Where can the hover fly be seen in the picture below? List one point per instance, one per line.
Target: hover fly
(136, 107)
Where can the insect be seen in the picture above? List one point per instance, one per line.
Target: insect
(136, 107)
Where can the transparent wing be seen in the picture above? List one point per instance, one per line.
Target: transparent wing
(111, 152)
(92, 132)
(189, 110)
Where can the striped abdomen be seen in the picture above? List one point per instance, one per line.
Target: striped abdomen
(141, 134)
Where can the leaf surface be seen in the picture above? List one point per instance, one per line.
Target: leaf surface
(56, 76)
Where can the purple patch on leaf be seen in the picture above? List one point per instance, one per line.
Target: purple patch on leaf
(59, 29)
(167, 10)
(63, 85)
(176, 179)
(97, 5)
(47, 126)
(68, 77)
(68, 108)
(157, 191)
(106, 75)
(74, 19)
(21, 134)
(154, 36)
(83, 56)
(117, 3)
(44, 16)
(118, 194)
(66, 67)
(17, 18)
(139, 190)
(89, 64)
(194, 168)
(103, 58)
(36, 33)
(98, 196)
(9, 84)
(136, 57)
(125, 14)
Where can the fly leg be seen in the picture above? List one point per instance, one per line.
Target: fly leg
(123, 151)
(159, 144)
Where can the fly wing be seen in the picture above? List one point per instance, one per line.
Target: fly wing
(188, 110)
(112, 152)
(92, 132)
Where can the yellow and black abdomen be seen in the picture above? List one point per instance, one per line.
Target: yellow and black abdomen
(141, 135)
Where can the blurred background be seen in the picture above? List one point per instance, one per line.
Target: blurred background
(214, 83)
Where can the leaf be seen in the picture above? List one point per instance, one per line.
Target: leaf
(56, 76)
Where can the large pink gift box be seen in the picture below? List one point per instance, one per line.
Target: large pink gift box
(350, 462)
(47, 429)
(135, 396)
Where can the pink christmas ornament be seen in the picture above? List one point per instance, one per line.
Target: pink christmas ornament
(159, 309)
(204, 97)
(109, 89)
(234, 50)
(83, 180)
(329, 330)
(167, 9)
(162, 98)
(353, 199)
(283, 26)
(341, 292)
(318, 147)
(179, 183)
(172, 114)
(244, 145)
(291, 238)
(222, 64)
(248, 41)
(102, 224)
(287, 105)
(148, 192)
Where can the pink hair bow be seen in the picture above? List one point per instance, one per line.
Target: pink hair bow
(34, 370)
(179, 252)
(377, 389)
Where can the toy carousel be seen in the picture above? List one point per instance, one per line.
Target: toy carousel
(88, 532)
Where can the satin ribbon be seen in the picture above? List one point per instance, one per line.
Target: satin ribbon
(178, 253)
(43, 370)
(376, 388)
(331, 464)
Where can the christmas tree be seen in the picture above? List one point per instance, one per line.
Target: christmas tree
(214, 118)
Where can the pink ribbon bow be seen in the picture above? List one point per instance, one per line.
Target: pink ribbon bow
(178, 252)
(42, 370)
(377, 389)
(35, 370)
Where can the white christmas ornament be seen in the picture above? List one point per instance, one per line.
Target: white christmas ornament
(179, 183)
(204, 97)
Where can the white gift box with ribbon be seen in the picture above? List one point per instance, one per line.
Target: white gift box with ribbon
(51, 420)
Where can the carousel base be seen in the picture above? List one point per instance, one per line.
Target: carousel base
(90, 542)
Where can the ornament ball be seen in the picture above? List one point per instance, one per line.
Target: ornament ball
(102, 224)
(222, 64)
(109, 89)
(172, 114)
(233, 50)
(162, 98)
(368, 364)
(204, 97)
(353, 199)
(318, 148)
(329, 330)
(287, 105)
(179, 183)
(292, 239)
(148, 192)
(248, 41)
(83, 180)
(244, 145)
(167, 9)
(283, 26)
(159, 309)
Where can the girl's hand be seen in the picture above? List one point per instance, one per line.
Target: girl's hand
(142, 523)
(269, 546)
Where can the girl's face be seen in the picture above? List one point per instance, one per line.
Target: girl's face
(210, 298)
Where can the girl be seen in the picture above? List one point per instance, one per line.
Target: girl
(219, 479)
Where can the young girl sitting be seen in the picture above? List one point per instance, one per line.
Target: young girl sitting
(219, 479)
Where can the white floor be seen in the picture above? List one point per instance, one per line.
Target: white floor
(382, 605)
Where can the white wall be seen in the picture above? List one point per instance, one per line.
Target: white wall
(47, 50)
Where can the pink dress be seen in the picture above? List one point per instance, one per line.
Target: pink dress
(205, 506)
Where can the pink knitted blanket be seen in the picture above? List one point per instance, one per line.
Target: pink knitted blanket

================

**Stated exercise:**
All records above must be set down exactly, please.

**Exercise solution:**
Where can the hover fly be seen in the picture below? List one point per instance, one per line.
Target: hover fly
(136, 107)
Where can the insect be seen in the picture above? List one point per instance, one per line.
Target: insect
(136, 107)
Where can the transparent wing be seen in the picture above? List one point per instance, one per line.
Target: transparent wing
(111, 152)
(92, 132)
(189, 110)
Where can the striped abdomen be seen in the picture above? List one point per instance, one per line.
Target: striped abdomen
(141, 134)
Where can the leaf surface be seen in the picture above? List one point per instance, one per line.
Target: leaf surface
(56, 76)
Where can the purple patch on leaf be seen in the picture above? List one point per instance, one per line.
Target: purple patch on leaf
(59, 29)
(167, 10)
(63, 85)
(176, 179)
(97, 5)
(47, 126)
(68, 77)
(68, 108)
(157, 191)
(106, 75)
(74, 19)
(21, 134)
(154, 36)
(83, 56)
(117, 3)
(44, 16)
(118, 194)
(66, 67)
(17, 18)
(139, 190)
(89, 64)
(194, 168)
(103, 58)
(36, 33)
(98, 196)
(9, 84)
(136, 57)
(125, 14)
Where can the fly leg be seen in the picture above? List one point per instance, one per line.
Target: fly leg
(123, 151)
(159, 144)
Where can the fly wing be seen in the picture above? List one point per instance, one per line.
Target: fly wing
(188, 110)
(112, 152)
(92, 132)
Where can the yellow and black abdomen be seen in the picture above? List one point per instance, one per line.
Target: yellow and black abdomen
(141, 135)
Where can the blurred background be seen in the picture above? List one point per instance, one per line.
Target: blurred background
(214, 83)
Where can the leaf be seen in the picture above? List one point per instance, one per line.
Target: leaf
(56, 76)
Where can the large pink gift box be seen in the picture below? List one point per instance, one per line.
Target: large pink gift box
(350, 462)
(47, 429)
(135, 396)
Where can the pink christmas ornament be seen in the picture above? List one point per instance, one per line.
Target: pink christmas ornament
(159, 309)
(204, 97)
(109, 89)
(234, 50)
(83, 180)
(329, 330)
(167, 9)
(162, 98)
(353, 199)
(283, 26)
(341, 292)
(318, 147)
(179, 183)
(172, 114)
(244, 145)
(291, 238)
(222, 64)
(248, 41)
(102, 224)
(287, 105)
(148, 192)
Where can the pink hair bow be seen in the picture above? List one point per instance, one per line.
Target: pink hair bow
(34, 370)
(179, 252)
(377, 389)
Where can the toy carousel be seen in the picture above? List one point per instance, one per line.
Target: toy carousel
(88, 532)
Where can the satin ribbon be seen in the picture above? List one point per instance, one per line.
Target: satin ribbon
(178, 253)
(43, 370)
(376, 388)
(331, 464)
Where can the christmas tree be seen in the picture above? List one point per instance, one per line.
Target: christmas tree
(214, 118)
Where can the pink ribbon bow be seen in the picture above? List one point per instance, one per line.
Target: pink ribbon bow
(178, 252)
(42, 370)
(377, 389)
(35, 370)
Where can the white christmas ornament be seen in the picture above? List one point per instance, one per line.
Target: white christmas ornament
(179, 183)
(204, 97)
Where can the white gift box with ribbon be seen in the picture above? List one point per instance, one per line.
Target: white gift box with ribbon
(51, 420)
Where can the carousel base be seen in the picture above? List one point per instance, one per line.
Target: carousel base
(90, 542)
Where can the ornament ball be seen in the picture above? List one point per instance, one per line.
Target: ornament ball
(102, 224)
(222, 64)
(109, 89)
(172, 114)
(233, 50)
(162, 98)
(368, 364)
(204, 97)
(353, 199)
(318, 148)
(329, 330)
(287, 105)
(179, 183)
(292, 239)
(148, 192)
(248, 41)
(83, 180)
(244, 145)
(167, 9)
(283, 26)
(159, 309)
Where can the girl's hand be seen in the picture above? List one point per instance, one per line.
Target: girl's hand
(142, 523)
(269, 546)
Where can the girl's face be seen in the picture above? List one point per instance, one per line.
Target: girl's face
(210, 298)
Where can the girl be seen in the picture above? List one point per instance, one per line.
Target: girl
(219, 479)
Where can the young girl sitting be seen in the picture above? List one point per instance, one per line.
Target: young girl sitting
(219, 479)
Where can the white floor be seen in the picture above? List one point per instance, one per line.
Target: white floor
(382, 605)
Where can the white wall be seen in the picture above? List one point per instance, one per line.
Target: white wall
(47, 50)
Where can the pink dress be seen in the picture above? List one point per instance, one per line.
Target: pink dress
(205, 506)
Where can the pink knitted blanket be seen in the picture above? List one point per instance, one per line.
Target: pink knitted blanket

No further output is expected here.